[Begin Data to process]

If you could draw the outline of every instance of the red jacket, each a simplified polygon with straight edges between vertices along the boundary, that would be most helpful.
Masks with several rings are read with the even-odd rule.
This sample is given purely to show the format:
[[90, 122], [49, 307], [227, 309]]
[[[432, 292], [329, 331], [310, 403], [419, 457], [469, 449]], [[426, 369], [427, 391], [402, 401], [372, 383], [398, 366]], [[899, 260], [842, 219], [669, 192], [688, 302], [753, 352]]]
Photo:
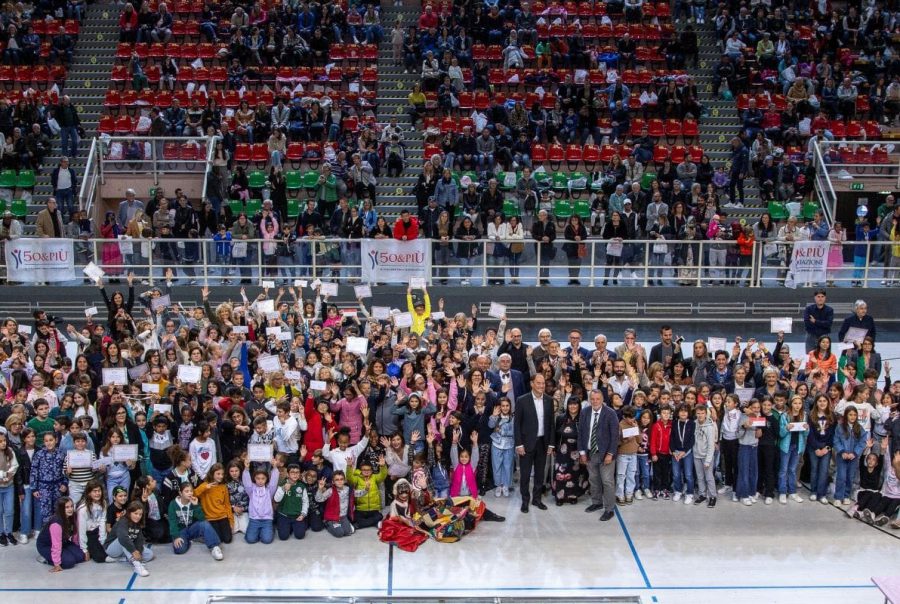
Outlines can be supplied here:
[[394, 223], [394, 239], [403, 241], [404, 235], [406, 235], [406, 241], [412, 241], [413, 239], [419, 238], [418, 218], [410, 218], [409, 225], [405, 225], [402, 220], [399, 218], [397, 219], [397, 222]]
[[653, 427], [650, 428], [650, 456], [658, 455], [662, 453], [663, 455], [669, 455], [671, 450], [669, 449], [669, 439], [672, 437], [672, 422], [663, 425], [662, 420], [659, 420]]

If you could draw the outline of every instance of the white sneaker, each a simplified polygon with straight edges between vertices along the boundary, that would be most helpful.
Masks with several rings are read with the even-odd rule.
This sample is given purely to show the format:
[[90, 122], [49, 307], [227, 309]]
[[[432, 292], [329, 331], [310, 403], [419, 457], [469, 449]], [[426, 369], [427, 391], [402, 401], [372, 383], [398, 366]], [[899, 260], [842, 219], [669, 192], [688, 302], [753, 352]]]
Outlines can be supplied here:
[[132, 560], [131, 566], [134, 567], [134, 572], [136, 572], [141, 577], [149, 577], [150, 571], [144, 568], [144, 565], [141, 564], [140, 560]]

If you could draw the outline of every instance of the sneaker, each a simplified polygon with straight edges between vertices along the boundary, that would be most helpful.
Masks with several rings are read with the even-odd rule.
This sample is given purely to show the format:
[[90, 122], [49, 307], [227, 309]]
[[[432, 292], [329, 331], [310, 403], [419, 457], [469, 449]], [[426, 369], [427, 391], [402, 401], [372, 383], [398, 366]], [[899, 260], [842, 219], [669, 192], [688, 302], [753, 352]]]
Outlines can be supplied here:
[[134, 572], [136, 572], [138, 574], [138, 576], [141, 576], [141, 577], [149, 577], [150, 576], [150, 571], [147, 570], [146, 568], [144, 568], [144, 565], [141, 564], [140, 560], [132, 560], [131, 566], [134, 567]]

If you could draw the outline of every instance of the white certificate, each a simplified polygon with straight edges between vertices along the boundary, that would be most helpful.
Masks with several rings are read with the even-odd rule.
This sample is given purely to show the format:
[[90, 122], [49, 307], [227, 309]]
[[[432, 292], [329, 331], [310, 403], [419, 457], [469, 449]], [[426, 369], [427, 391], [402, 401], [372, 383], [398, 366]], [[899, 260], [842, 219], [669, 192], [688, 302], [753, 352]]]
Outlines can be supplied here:
[[352, 352], [353, 354], [358, 354], [359, 356], [366, 356], [366, 353], [369, 351], [369, 338], [347, 338], [347, 352]]
[[851, 327], [847, 330], [846, 335], [844, 335], [844, 341], [853, 342], [856, 344], [862, 343], [867, 333], [869, 333], [868, 329], [863, 329], [862, 327]]
[[256, 364], [266, 373], [270, 371], [281, 371], [281, 359], [274, 354], [261, 354], [256, 359]]
[[753, 393], [755, 390], [753, 388], [735, 388], [734, 393], [738, 395], [738, 400], [742, 403], [746, 403], [751, 398], [753, 398]]
[[113, 461], [137, 461], [137, 445], [113, 445]]
[[769, 329], [771, 333], [778, 333], [779, 331], [791, 333], [791, 330], [794, 328], [794, 320], [790, 317], [772, 317], [771, 321], [772, 325]]
[[93, 262], [88, 262], [88, 265], [84, 267], [83, 272], [91, 281], [99, 281], [100, 278], [104, 275], [103, 269], [101, 269]]
[[255, 443], [247, 445], [247, 459], [249, 461], [272, 461], [272, 445]]
[[70, 470], [90, 468], [92, 464], [93, 460], [91, 459], [91, 452], [87, 449], [84, 451], [70, 449], [69, 452], [66, 453], [66, 465], [69, 466]]
[[140, 365], [135, 365], [128, 370], [128, 377], [133, 380], [139, 380], [144, 377], [144, 375], [146, 375], [149, 371], [150, 365], [148, 365], [147, 363], [141, 363]]
[[194, 367], [193, 365], [179, 365], [178, 379], [182, 384], [199, 384], [202, 376], [202, 367]]
[[499, 319], [506, 314], [506, 305], [498, 302], [491, 302], [491, 308], [488, 310], [488, 316]]
[[172, 306], [172, 299], [168, 294], [150, 299], [150, 309], [153, 311], [156, 311], [159, 308], [165, 308], [166, 306]]
[[728, 352], [728, 340], [725, 338], [709, 338], [707, 341], [709, 342], [710, 355], [716, 354], [717, 350]]
[[153, 405], [153, 411], [154, 413], [159, 413], [160, 415], [172, 413], [172, 405], [168, 403], [157, 403]]
[[104, 367], [103, 385], [127, 386], [128, 369], [125, 367]]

[End Data to process]

Stated task: Could you copy all of the material above word for word, leaving out the pictures?

Solution:
If you could draw the outline of every instance of the red jacket, each a simplified polygon with straight edges between vertices along the boundary, that would be most helpful.
Masks with several rings are read with the even-odd rule.
This sample is given purely to show the format:
[[90, 122], [49, 307], [227, 309]]
[[[432, 292], [329, 331], [310, 403], [419, 457], [469, 449]], [[426, 369], [427, 391], [402, 401], [372, 383], [398, 366]], [[899, 260], [842, 219], [669, 192], [688, 302], [753, 352]]]
Photo:
Outlines can be supplied here:
[[394, 223], [394, 239], [403, 241], [404, 235], [406, 235], [406, 241], [412, 241], [413, 239], [419, 238], [418, 218], [410, 218], [409, 225], [405, 225], [402, 220], [399, 218], [397, 219], [397, 222]]
[[653, 427], [650, 428], [650, 456], [658, 455], [662, 453], [663, 455], [669, 455], [671, 450], [669, 449], [669, 439], [672, 437], [672, 422], [663, 425], [662, 420], [659, 420]]

If you could draw the outline of every instance of the white sneaker, each a simplified polygon with straight edges between vertices along the boundary, that would be most helpful.
Masks with several rings are read with the even-odd rule.
This sample is given purely to show the format:
[[90, 122], [49, 307], [227, 309]]
[[[432, 292], [329, 331], [310, 403], [419, 457], [469, 449]], [[426, 369], [427, 391], [402, 401], [372, 383], [398, 366]], [[899, 260], [842, 219], [669, 192], [688, 302], [753, 352]]]
Outlines can be supplied here:
[[132, 560], [131, 566], [134, 567], [134, 572], [136, 572], [141, 577], [149, 577], [150, 571], [144, 568], [144, 565], [141, 564], [140, 560]]

If you could draw the outline of every instance of the sneaker, each a simplified polygon with straight edges between vertices along the boundary, that would be most helpful.
Masks with several rings are read with the even-odd rule.
This sample is given purely to show the format:
[[90, 122], [49, 307], [227, 309]]
[[[432, 292], [329, 331], [310, 403], [419, 457], [469, 449]], [[426, 369], [427, 391], [402, 401], [372, 383], [398, 366]], [[899, 260], [842, 219], [669, 192], [688, 302], [753, 352]]]
Outlines can be supplied here:
[[134, 572], [136, 572], [138, 574], [138, 576], [141, 576], [141, 577], [149, 577], [150, 576], [150, 571], [147, 570], [146, 568], [144, 568], [144, 565], [141, 564], [140, 560], [132, 560], [131, 566], [134, 567]]

If you could draw the outline of every instance of the white certificate, each a simplified polygon with straight edges between vertices along the boundary, that would be most helpful.
Masks with several rings are read with the even-odd rule.
This sample is given purely to show the format:
[[90, 122], [49, 307], [227, 309]]
[[[432, 292], [329, 331], [310, 403], [419, 457], [469, 449]], [[426, 369], [427, 391], [402, 401], [372, 383], [398, 366]], [[899, 260], [842, 219], [669, 192], [688, 302], [753, 352]]]
Outlines can be supplied here:
[[352, 352], [353, 354], [358, 354], [359, 356], [366, 356], [366, 353], [369, 351], [369, 338], [347, 338], [347, 352]]
[[851, 327], [847, 330], [846, 335], [844, 335], [844, 341], [853, 342], [856, 344], [862, 343], [867, 333], [869, 333], [868, 329], [863, 329], [862, 327]]
[[256, 364], [266, 373], [270, 371], [281, 371], [281, 359], [274, 354], [261, 354], [256, 359]]
[[753, 393], [755, 390], [753, 388], [735, 388], [734, 393], [738, 395], [738, 400], [742, 403], [746, 403], [751, 398], [753, 398]]
[[113, 461], [137, 461], [137, 445], [113, 445]]
[[769, 329], [771, 333], [778, 333], [779, 331], [791, 333], [791, 330], [794, 328], [794, 320], [790, 317], [772, 317], [771, 321], [772, 325]]
[[93, 262], [88, 262], [88, 265], [84, 267], [83, 272], [91, 281], [99, 281], [100, 278], [104, 275], [103, 269], [101, 269]]
[[255, 443], [247, 445], [247, 459], [249, 461], [272, 461], [272, 445]]
[[70, 470], [90, 468], [92, 464], [93, 460], [91, 459], [91, 452], [87, 449], [84, 451], [70, 449], [69, 452], [66, 453], [66, 465], [69, 466]]
[[140, 365], [135, 365], [128, 370], [128, 377], [133, 380], [139, 380], [144, 377], [144, 375], [146, 375], [149, 371], [150, 365], [148, 365], [147, 363], [141, 363]]
[[194, 367], [193, 365], [179, 365], [178, 379], [182, 384], [199, 384], [202, 376], [202, 367]]
[[499, 319], [506, 314], [506, 305], [498, 302], [491, 302], [491, 308], [488, 310], [488, 316]]
[[172, 306], [172, 299], [168, 294], [150, 299], [150, 309], [153, 311], [156, 311], [159, 308], [165, 308], [166, 306]]
[[728, 352], [728, 340], [725, 338], [709, 338], [707, 341], [709, 342], [710, 355], [716, 354], [717, 350]]
[[153, 405], [153, 411], [154, 413], [159, 413], [160, 415], [172, 413], [172, 405], [168, 403], [157, 403]]
[[104, 367], [103, 385], [127, 386], [128, 369], [125, 367]]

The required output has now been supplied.